ARTIKEL —
═══

«Weg­lau­fen ist kei­ne Lösung»

  • Nach der Ver­öf­fent­li­chung der Pilot­stu­die zum Miss­brauch in der katho­li­schen Kir­che denkt Bischof Felix Gmür zuerst an die Men­schen hin­ter den 1002 Fällen.
  • Als Ver­ant­wor­tungs­trä­ger tra­ge er Schuld für die Miss­bräu­che, sagt Bischof Felix Gmür.
  • An einen Rück­tritt als Ver­ant­wor­tungs­trä­ger denkt er aber nicht.

Bischof Felix, tra­gen Sie Ver­ant­wor­tung für die Miss­bräu­che in der Kir­che in der Schweiz?

═══

GEGEBENE INFORMATIONEN —
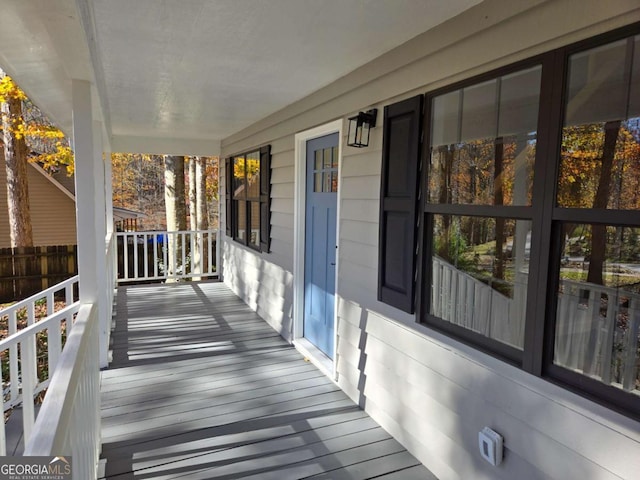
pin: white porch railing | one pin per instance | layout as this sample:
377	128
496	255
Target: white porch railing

═══

DEINE AUFGABE —
Führe den Artikel über den Missbrauch in der katholischen Kirche dort weiter, wo er aufhört. Die Zeilen werden hierfür nicht gebraucht.

ENDERGEBNIS —
Bischof Felix Gmür: Als Bischof bin ich Ver­ant­wor­tungs­trä­ger und muss die­se Schuld jetzt für die Bis­tums­kir­che von Basel tra­gen. Klar, ist das mei­ne Verantwortung.

Wie neh­men Sie die­se Ver­ant­wor­tung wahr?
Indem wir Bischö­fe hin­ste­hen und eine unab­hän­gi­ge Stu­die machen las­sen, die her­aus­fin­det, was wirk­lich war. Indem wir die Archi­ve öff­nen und Mass­nah­men tref­fen, damit das Risi­ko für Miss­brauch viel klei­ner wird.

Wel­che Kon­se­quen­zen hat die­se Ver­ant­wor­tung für Sie?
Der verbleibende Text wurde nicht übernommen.